Transcribe the passage on compliment etiquette below word for word, between "With this memory" and "in higher esteem.", inclusive.

* **Document segment**:
+++
Compliment Production Etiquette
Compliments, like sympathy, are a kind of social capital. Those who have not invested them in others in the past can not count on a current return (Clark 1987):
Instance Twelve I work with a fellow employee, named John. John will rarely compliment another co-worker when appropriate...Recently, I was in a joint staff meeting that included John's presence. The manager informed the group about John's latest venture. The manager complimented John on his research on a vital project. A few members of the group joined in on the "back patting" and John was all smiles. I have sat in on many of these same types of meetings, and I had the pleasure of hearing the manager praise other co-workers, as well as me. At these meetings, I noticed John rarely, if ever, extended a "pat-on-the-back" to another person.
With this memory in mind, when John was placed on center stage, I elected not to extend John a compliment...John will need to change, or at least show some improvement...I will continue to withhold any compliments directed toward John until he learns how to hold his co-workers in higher esteem.
+++
* **Provided records**:
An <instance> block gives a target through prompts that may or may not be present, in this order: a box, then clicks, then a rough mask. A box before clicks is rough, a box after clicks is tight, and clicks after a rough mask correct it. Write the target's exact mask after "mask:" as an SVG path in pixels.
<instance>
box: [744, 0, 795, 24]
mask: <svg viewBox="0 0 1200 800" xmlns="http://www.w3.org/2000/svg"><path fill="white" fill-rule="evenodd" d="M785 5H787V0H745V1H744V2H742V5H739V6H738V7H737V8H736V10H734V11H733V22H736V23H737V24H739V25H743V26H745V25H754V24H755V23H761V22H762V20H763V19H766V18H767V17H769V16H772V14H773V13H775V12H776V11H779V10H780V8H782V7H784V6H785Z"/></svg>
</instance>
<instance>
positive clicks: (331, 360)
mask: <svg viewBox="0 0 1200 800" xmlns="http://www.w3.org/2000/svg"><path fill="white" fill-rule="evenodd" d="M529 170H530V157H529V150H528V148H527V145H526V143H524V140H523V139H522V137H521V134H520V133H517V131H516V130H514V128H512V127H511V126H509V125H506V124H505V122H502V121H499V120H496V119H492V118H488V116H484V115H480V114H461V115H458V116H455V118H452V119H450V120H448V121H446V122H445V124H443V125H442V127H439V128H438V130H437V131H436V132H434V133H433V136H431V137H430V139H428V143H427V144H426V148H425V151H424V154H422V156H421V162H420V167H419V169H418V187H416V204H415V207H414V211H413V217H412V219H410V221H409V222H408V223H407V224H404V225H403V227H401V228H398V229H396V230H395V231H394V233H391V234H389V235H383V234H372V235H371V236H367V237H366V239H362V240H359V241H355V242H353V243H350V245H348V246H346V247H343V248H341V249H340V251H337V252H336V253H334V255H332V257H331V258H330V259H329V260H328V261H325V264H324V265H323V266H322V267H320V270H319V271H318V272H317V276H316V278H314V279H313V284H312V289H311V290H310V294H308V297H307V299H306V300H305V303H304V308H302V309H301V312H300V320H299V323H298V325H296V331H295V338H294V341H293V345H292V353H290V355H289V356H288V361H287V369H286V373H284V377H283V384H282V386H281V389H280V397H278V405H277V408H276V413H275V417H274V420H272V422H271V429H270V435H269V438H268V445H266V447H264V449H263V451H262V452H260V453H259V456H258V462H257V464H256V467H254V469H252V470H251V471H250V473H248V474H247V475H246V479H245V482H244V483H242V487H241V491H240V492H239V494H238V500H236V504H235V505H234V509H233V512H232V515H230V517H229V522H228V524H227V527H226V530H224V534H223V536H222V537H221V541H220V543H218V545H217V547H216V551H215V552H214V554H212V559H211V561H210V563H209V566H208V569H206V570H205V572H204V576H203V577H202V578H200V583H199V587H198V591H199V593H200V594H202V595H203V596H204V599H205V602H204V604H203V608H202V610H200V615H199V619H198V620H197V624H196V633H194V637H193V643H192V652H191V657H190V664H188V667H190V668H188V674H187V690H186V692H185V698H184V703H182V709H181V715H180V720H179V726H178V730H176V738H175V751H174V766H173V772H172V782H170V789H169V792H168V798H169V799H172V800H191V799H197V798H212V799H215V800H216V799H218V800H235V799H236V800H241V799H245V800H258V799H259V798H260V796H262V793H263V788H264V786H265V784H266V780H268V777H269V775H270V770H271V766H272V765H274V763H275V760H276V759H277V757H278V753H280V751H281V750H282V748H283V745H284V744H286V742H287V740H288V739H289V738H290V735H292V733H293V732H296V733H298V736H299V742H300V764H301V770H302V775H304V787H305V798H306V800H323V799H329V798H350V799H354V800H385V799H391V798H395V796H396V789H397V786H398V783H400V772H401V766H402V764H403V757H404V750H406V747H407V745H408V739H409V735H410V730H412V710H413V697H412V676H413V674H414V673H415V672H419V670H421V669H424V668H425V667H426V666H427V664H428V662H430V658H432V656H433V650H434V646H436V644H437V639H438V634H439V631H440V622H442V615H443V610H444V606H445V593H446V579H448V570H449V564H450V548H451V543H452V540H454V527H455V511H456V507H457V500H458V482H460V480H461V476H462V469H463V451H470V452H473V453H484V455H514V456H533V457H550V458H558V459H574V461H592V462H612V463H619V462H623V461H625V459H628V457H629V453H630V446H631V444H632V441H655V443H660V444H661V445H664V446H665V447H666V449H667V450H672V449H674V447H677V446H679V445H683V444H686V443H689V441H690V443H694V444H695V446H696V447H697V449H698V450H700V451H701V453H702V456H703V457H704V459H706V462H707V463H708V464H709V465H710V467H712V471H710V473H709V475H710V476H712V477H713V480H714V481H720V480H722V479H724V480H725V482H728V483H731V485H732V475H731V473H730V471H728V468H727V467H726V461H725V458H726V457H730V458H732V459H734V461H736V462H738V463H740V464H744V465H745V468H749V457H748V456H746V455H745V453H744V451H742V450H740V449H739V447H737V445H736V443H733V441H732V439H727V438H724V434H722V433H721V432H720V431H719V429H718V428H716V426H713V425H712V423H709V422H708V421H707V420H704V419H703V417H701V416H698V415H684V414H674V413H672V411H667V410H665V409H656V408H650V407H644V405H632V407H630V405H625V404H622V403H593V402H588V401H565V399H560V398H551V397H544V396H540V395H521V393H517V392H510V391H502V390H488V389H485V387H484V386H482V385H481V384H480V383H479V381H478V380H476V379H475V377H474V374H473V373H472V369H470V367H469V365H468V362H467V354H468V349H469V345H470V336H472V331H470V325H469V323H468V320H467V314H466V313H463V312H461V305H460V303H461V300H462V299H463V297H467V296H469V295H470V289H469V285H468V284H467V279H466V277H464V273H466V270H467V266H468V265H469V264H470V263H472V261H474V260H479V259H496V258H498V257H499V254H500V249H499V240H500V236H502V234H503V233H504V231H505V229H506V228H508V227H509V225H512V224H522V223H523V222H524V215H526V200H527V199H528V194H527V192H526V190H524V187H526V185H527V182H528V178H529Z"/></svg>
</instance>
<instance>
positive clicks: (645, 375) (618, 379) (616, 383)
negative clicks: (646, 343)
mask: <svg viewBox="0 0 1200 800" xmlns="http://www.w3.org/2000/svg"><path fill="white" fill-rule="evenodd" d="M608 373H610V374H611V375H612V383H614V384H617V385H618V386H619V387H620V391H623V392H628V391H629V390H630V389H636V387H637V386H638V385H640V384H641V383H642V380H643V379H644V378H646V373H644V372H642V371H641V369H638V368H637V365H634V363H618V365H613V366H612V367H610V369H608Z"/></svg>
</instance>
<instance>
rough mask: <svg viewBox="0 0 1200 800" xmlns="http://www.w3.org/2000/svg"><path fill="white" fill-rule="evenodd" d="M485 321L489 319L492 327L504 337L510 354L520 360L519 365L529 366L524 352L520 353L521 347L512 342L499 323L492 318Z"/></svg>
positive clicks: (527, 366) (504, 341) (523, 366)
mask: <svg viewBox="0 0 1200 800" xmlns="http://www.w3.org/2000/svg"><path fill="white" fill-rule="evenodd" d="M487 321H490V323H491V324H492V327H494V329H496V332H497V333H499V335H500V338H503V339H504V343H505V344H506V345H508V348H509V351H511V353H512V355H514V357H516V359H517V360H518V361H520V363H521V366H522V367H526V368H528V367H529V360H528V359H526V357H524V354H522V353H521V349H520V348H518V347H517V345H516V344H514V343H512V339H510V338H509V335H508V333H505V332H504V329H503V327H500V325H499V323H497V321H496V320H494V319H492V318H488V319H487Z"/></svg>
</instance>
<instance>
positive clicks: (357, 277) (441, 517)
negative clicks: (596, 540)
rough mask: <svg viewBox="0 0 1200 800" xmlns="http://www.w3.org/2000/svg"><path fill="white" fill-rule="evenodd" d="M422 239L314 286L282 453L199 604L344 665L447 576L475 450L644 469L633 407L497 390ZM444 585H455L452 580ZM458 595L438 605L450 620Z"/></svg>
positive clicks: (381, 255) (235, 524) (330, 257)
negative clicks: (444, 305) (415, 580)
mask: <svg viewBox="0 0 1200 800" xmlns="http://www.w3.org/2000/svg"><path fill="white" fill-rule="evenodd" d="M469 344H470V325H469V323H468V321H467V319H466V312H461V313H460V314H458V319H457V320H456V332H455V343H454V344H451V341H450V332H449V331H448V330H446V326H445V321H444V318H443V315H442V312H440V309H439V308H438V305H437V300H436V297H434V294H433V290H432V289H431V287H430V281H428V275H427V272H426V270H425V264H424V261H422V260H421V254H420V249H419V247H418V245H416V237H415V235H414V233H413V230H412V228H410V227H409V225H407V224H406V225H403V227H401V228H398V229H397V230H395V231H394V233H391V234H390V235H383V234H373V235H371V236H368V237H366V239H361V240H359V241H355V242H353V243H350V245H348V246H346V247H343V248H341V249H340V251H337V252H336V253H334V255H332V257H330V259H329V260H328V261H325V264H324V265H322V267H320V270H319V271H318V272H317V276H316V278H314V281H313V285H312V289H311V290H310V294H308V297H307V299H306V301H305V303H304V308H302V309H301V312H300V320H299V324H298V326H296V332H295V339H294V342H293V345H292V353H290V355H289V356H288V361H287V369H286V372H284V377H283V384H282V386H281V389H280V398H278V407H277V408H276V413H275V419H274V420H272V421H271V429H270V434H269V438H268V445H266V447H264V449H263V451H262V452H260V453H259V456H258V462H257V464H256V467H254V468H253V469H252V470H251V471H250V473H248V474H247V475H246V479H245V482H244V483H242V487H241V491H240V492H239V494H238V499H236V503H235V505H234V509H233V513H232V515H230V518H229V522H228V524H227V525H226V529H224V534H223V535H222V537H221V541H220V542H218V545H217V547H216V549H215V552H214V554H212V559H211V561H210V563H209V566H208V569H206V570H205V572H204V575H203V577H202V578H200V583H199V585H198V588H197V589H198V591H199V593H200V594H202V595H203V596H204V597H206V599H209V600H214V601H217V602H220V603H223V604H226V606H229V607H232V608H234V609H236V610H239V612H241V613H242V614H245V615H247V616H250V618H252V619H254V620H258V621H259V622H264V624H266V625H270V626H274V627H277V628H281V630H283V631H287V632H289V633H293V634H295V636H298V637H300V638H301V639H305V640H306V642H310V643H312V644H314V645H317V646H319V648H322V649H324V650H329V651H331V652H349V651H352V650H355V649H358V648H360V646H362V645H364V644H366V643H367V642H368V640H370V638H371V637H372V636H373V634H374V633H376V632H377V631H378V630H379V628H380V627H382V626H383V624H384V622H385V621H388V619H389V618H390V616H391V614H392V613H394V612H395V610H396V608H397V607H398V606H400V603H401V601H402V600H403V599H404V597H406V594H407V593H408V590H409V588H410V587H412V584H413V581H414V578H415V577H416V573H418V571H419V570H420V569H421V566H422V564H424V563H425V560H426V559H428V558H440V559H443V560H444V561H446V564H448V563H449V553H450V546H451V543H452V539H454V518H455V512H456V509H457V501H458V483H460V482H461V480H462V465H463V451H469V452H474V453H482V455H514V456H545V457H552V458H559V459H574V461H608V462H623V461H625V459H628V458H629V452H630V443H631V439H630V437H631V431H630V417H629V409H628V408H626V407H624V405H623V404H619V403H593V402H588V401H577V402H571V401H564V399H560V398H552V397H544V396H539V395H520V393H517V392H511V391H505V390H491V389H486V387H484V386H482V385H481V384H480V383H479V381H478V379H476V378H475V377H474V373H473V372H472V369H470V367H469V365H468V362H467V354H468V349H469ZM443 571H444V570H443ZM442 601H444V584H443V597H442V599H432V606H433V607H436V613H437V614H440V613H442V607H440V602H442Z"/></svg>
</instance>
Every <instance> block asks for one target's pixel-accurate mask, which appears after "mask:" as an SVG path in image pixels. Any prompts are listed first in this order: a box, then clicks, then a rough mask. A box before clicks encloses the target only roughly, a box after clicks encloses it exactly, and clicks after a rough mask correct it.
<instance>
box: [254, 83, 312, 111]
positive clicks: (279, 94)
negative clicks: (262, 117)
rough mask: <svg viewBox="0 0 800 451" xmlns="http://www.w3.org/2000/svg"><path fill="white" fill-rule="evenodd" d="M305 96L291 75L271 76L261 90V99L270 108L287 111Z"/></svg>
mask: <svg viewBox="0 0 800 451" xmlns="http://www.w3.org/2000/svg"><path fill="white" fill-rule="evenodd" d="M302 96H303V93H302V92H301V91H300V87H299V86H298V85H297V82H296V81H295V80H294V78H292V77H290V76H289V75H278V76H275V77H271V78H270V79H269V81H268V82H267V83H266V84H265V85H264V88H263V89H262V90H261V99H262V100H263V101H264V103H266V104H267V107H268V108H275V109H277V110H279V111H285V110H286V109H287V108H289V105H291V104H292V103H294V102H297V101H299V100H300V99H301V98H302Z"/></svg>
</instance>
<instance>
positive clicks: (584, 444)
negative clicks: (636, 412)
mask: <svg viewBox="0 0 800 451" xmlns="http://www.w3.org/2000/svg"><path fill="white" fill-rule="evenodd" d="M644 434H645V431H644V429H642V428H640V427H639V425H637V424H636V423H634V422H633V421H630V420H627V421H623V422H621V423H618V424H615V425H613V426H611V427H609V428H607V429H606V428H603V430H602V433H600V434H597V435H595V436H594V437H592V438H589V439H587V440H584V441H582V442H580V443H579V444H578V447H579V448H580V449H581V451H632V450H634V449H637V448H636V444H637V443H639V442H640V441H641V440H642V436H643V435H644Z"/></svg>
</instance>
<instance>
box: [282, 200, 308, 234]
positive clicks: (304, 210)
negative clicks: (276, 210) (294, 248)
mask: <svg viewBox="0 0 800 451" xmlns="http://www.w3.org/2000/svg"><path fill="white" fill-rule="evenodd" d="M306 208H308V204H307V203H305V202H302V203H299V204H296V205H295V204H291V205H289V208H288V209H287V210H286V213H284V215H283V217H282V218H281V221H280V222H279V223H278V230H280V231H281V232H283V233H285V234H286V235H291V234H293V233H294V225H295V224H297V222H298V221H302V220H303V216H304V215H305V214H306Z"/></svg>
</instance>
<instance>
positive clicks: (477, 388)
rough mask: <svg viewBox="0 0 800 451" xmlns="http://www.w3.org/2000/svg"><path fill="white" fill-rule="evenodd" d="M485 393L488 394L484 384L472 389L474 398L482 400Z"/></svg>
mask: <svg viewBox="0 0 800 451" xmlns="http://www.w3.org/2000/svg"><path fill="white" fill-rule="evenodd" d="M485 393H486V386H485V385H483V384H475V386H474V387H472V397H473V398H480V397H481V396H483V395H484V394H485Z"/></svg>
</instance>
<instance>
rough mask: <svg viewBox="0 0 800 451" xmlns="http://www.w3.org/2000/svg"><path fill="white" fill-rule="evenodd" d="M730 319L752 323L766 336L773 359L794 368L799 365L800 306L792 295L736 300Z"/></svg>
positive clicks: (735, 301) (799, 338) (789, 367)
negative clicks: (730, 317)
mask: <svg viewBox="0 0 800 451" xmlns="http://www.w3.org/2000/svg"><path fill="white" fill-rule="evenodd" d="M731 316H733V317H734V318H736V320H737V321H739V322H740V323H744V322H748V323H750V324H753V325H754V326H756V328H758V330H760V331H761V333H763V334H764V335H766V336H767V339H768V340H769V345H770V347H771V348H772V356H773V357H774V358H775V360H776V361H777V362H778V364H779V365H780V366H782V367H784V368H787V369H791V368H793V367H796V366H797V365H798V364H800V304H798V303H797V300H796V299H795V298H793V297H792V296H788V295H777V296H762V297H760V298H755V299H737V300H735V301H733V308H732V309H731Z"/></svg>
+++
* **Result of the exercise**:
With this memory in mind, when John was placed on center stage, I elected not to extend John a compliment...John will need to change, or at least show some improvement...I will continue to withhold any compliments directed toward John until he learns how to hold his co-workers in higher esteem.